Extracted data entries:
◆ ◆ ◆ ◆ ◆
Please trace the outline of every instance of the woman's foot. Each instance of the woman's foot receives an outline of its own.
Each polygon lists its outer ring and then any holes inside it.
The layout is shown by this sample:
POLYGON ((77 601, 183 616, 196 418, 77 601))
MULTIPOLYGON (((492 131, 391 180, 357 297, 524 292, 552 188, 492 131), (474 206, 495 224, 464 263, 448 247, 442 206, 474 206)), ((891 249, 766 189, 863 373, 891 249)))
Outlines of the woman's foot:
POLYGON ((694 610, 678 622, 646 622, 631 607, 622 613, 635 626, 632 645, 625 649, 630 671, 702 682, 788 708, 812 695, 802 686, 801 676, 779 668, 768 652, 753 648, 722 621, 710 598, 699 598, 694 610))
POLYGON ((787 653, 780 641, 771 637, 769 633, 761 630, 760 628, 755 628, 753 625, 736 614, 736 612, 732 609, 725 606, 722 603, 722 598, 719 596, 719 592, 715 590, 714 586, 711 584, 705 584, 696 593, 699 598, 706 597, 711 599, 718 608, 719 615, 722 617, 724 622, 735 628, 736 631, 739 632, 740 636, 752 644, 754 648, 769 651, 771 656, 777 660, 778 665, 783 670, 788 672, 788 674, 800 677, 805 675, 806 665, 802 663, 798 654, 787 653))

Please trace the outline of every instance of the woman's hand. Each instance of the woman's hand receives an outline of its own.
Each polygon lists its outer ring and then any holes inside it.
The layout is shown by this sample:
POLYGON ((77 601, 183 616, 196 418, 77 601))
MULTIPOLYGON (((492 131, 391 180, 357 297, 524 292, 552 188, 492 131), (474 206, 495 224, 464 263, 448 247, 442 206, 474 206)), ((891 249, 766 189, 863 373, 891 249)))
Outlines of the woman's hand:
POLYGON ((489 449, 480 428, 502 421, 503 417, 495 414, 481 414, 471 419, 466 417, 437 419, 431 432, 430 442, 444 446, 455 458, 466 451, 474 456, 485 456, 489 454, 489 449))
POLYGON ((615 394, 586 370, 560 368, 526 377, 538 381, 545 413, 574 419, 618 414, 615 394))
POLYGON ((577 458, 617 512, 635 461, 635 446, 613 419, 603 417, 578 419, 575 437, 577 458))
◆ ◆ ◆ ◆ ◆
To do: Copy the material above word for word, every line of it.

Task output:
Please trace the outline of every instance of the woman's foot. Each instance of the woman's foot receives an outline of its own.
Each polygon lists its outer ring and then any holes inside it.
The layout is shown by this sample:
POLYGON ((77 601, 183 616, 196 418, 77 601))
MULTIPOLYGON (((492 131, 391 180, 357 297, 524 292, 552 188, 492 131), (474 206, 495 224, 464 263, 448 247, 442 206, 474 206)), ((891 249, 766 189, 863 373, 891 249)))
Outlines of the woman's foot:
POLYGON ((694 610, 678 622, 646 622, 631 607, 622 613, 635 626, 632 645, 625 649, 630 671, 702 682, 788 708, 812 695, 802 686, 801 676, 779 668, 768 652, 753 648, 722 621, 710 598, 699 598, 694 610))
POLYGON ((787 653, 780 641, 771 637, 769 633, 761 630, 760 628, 755 628, 753 625, 736 614, 736 612, 732 609, 725 606, 722 603, 722 598, 719 596, 719 592, 715 590, 714 586, 711 584, 705 584, 696 593, 699 598, 706 597, 711 599, 718 608, 719 615, 722 617, 724 622, 735 628, 736 631, 739 632, 740 636, 752 644, 754 648, 769 651, 771 656, 777 660, 778 665, 783 670, 788 672, 788 674, 800 677, 805 675, 806 665, 802 663, 798 654, 787 653))

Please trace the outline of every instance of the woman's hand. Each instance of the woman's hand receives an outline of its own.
Each polygon lists its outer ring and then any holes inside it.
The layout is shown by this sample:
POLYGON ((77 601, 183 616, 196 418, 77 601))
MULTIPOLYGON (((492 131, 391 180, 357 297, 524 292, 552 188, 492 131), (474 206, 495 224, 464 263, 448 247, 442 206, 474 206)), ((891 249, 766 189, 863 373, 891 249)))
Outlines of the woman's hand:
POLYGON ((489 449, 480 428, 502 421, 503 417, 495 414, 481 414, 471 419, 466 417, 437 419, 431 432, 430 442, 444 446, 455 458, 466 451, 474 456, 485 456, 489 454, 489 449))
POLYGON ((615 394, 586 370, 560 368, 526 377, 538 381, 545 413, 574 419, 618 414, 615 394))
POLYGON ((577 458, 617 512, 635 461, 635 446, 613 419, 603 417, 578 419, 575 437, 577 458))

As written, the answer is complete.